• _WHAT IS EXPECTED_:
Copy the lines below, beginning with the one that contains "Provide x and" and continuing through the final line, exactly as written and with no other lines.

--- START ---

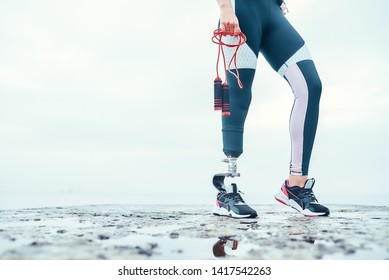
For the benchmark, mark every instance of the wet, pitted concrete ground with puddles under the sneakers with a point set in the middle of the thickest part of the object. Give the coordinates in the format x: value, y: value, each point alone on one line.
x: 193, y: 233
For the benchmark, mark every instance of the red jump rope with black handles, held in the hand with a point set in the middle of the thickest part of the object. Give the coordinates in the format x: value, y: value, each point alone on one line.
x: 221, y: 89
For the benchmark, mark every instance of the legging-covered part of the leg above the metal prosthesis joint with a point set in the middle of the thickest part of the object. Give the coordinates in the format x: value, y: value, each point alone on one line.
x: 250, y: 25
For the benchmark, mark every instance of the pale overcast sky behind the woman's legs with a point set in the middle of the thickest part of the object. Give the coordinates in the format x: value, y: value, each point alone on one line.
x: 116, y: 97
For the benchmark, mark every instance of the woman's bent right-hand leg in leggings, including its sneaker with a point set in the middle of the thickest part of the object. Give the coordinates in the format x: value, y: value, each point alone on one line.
x: 286, y: 52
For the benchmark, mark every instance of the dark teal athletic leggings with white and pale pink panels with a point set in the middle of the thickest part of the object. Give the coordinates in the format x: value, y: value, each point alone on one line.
x: 269, y: 32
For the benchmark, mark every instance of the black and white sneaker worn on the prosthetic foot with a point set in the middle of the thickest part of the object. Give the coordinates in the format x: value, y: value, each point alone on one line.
x: 230, y: 203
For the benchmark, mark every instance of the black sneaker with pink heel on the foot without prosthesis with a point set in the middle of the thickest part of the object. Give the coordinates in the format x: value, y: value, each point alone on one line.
x: 302, y: 199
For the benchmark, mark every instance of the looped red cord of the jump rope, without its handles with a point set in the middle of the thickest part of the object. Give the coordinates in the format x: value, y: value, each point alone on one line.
x: 217, y: 38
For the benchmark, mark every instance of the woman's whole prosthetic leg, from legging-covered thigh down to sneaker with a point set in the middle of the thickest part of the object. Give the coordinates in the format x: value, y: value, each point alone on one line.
x: 229, y: 201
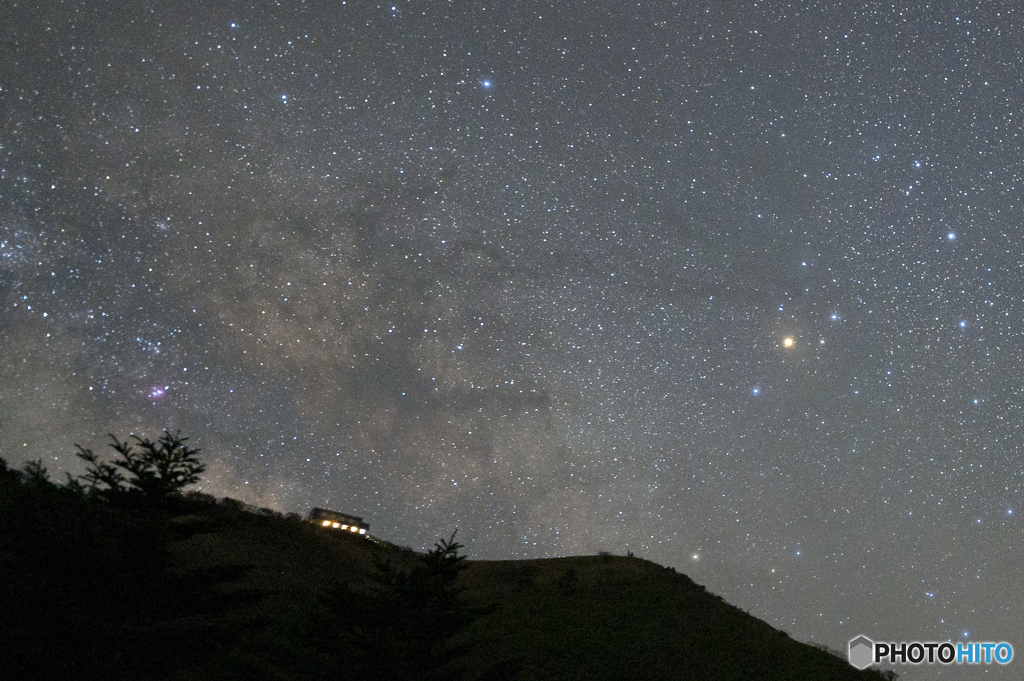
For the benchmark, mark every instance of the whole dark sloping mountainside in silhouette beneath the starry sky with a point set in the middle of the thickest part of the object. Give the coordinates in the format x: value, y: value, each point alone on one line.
x: 101, y: 586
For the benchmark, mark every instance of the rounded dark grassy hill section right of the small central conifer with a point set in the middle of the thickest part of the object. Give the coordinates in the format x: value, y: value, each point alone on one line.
x: 614, y: 618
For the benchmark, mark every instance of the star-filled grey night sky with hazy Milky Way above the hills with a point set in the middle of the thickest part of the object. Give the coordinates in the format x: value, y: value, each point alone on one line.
x: 738, y: 287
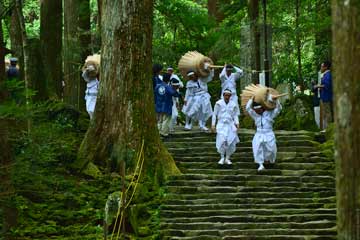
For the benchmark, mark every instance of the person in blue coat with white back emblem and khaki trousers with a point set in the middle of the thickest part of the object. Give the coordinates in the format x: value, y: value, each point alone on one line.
x: 164, y: 94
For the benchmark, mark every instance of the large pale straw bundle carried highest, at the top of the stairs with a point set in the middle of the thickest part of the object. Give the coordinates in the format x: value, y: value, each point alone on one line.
x: 194, y: 61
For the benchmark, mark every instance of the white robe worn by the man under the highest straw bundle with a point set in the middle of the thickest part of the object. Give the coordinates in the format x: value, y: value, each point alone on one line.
x: 198, y: 105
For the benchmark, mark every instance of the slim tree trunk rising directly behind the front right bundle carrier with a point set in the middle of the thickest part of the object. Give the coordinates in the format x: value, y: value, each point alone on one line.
x: 253, y: 7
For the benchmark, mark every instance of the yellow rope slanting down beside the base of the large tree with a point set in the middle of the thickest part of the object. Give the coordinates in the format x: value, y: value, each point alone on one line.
x: 137, y: 172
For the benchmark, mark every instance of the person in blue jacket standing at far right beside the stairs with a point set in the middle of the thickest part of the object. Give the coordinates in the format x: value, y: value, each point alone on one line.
x: 326, y: 94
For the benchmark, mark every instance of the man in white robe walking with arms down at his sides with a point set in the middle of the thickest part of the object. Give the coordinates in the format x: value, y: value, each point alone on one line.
x: 226, y: 112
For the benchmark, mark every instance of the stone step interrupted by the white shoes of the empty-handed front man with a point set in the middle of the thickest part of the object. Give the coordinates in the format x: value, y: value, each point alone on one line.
x: 215, y: 158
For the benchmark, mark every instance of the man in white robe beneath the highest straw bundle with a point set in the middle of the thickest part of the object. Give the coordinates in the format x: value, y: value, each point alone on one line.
x: 197, y: 105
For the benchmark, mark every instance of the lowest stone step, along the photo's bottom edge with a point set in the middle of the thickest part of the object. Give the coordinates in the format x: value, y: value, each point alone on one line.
x: 255, y: 237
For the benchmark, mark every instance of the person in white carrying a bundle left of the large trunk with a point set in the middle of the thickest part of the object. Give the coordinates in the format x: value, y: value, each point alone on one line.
x: 92, y: 88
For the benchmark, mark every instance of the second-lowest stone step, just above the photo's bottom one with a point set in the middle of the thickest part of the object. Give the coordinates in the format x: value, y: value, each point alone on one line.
x: 243, y: 226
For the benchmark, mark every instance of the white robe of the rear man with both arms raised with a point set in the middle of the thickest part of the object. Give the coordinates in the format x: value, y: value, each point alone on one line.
x: 229, y: 82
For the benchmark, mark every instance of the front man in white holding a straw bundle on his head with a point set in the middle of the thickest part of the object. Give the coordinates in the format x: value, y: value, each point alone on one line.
x: 264, y: 142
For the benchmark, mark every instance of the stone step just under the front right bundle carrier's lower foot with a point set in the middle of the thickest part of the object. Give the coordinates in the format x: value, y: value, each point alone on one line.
x: 271, y: 172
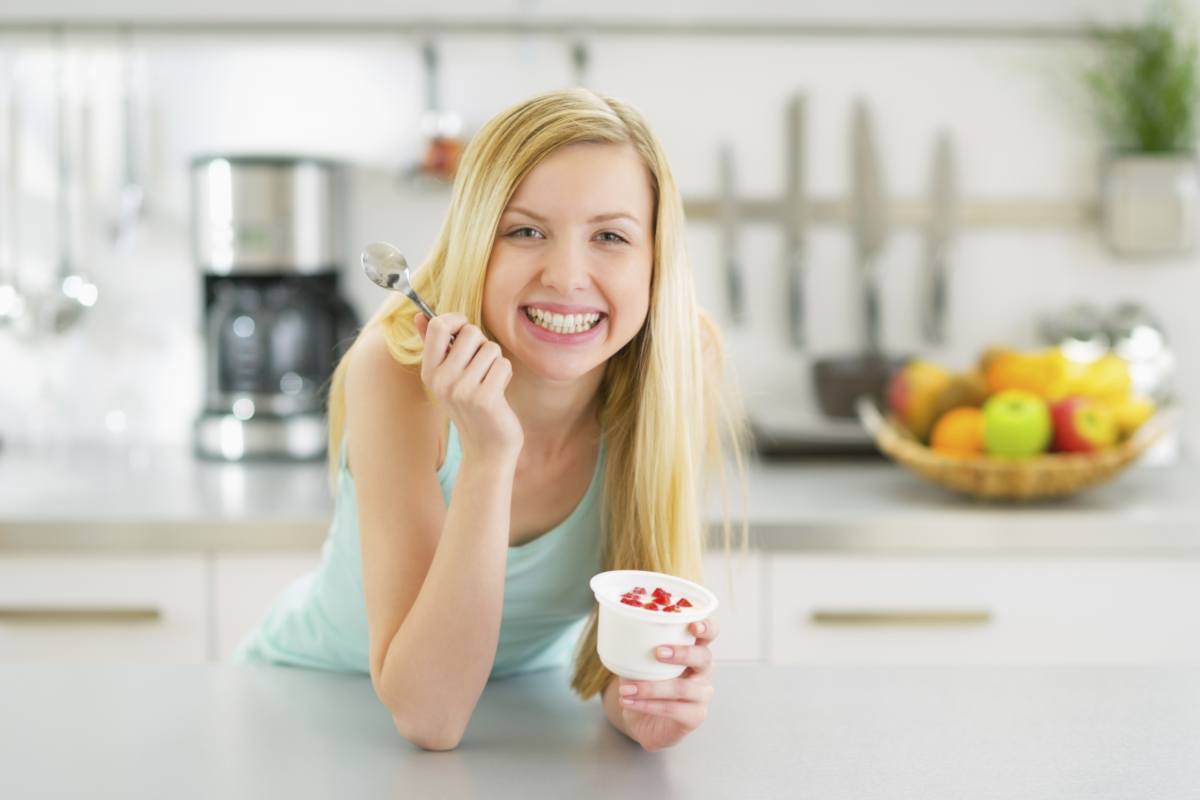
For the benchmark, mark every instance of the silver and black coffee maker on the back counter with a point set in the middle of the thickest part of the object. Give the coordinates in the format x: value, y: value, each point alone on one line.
x: 267, y: 236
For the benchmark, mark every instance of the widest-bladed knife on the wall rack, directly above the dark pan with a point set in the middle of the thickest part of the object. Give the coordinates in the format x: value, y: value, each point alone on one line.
x: 869, y: 218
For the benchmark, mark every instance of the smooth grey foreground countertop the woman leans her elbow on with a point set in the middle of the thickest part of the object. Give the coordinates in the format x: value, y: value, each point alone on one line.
x: 773, y: 732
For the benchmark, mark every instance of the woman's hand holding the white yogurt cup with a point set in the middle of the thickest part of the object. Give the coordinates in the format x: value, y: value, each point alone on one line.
x: 661, y: 713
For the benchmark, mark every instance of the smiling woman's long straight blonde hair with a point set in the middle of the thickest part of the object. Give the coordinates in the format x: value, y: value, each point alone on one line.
x: 665, y: 404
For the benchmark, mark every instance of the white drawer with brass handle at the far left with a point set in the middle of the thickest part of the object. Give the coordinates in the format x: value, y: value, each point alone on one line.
x: 103, y: 610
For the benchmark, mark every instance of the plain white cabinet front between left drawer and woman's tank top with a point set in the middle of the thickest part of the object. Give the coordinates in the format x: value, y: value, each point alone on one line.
x: 245, y: 587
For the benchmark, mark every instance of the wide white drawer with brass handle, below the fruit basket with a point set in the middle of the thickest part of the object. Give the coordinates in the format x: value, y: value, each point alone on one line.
x: 1037, y: 611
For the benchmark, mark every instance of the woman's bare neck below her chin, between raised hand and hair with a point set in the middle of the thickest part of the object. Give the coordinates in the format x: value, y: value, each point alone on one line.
x: 556, y: 416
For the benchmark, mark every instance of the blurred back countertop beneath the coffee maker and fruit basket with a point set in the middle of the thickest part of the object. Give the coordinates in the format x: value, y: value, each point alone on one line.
x: 167, y: 500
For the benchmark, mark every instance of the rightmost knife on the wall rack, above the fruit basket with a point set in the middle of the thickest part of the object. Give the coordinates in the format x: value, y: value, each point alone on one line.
x: 943, y: 222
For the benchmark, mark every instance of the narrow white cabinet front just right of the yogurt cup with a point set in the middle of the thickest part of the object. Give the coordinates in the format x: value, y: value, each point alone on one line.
x: 737, y: 582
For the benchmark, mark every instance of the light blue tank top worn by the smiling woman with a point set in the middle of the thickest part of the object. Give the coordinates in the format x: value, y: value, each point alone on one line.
x: 320, y: 622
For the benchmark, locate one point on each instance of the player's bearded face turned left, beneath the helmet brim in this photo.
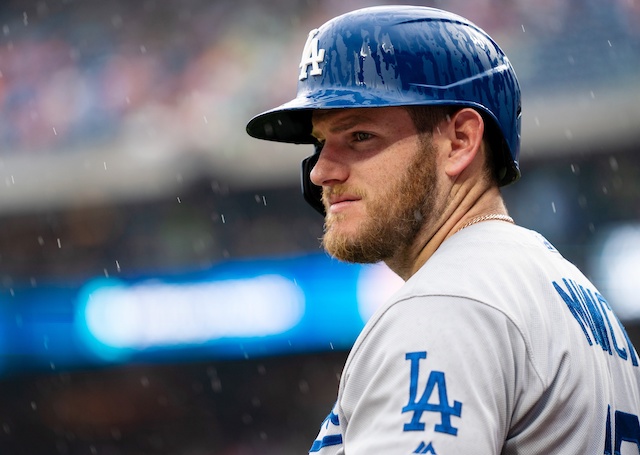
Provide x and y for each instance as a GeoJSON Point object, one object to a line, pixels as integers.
{"type": "Point", "coordinates": [378, 179]}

--- END ---

• _WRITTEN SOLUTION_:
Provide x and y for each instance as a GeoJSON Point object, one object to a line, pixels as integers.
{"type": "Point", "coordinates": [378, 179]}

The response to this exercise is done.